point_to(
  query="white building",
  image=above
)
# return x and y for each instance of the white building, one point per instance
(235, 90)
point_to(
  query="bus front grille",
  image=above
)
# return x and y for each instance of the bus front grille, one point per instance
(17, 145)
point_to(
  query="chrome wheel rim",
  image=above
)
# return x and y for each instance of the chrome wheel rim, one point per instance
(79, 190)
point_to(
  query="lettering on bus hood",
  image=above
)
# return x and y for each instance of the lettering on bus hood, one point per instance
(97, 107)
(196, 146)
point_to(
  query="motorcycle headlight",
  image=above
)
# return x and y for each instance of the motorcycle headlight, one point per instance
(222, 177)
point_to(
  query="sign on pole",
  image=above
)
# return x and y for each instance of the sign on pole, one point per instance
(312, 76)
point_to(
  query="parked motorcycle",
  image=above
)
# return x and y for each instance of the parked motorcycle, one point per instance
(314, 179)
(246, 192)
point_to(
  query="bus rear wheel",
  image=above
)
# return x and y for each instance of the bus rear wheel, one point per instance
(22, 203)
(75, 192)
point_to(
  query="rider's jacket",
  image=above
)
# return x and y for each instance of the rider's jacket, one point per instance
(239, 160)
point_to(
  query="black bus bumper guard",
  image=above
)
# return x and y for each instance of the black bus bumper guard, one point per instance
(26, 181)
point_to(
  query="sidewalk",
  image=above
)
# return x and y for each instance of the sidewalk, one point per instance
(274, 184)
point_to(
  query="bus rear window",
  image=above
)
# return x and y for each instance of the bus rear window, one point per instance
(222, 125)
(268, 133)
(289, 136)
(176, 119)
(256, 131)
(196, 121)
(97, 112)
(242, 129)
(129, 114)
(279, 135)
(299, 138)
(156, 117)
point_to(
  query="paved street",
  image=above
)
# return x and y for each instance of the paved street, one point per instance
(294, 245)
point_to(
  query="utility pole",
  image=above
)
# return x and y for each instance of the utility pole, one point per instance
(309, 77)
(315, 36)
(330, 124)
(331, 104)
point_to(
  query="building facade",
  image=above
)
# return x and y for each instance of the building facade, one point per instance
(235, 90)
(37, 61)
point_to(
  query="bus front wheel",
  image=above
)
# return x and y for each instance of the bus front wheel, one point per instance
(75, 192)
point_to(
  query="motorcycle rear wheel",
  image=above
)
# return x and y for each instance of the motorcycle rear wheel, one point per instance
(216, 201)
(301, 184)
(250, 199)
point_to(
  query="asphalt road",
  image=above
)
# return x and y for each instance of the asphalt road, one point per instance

========

# WHAT THIS TASK INVOLVES
Answer with one number: how many lines of the entries above include the word "road".

# RESULT OF THIS TASK
2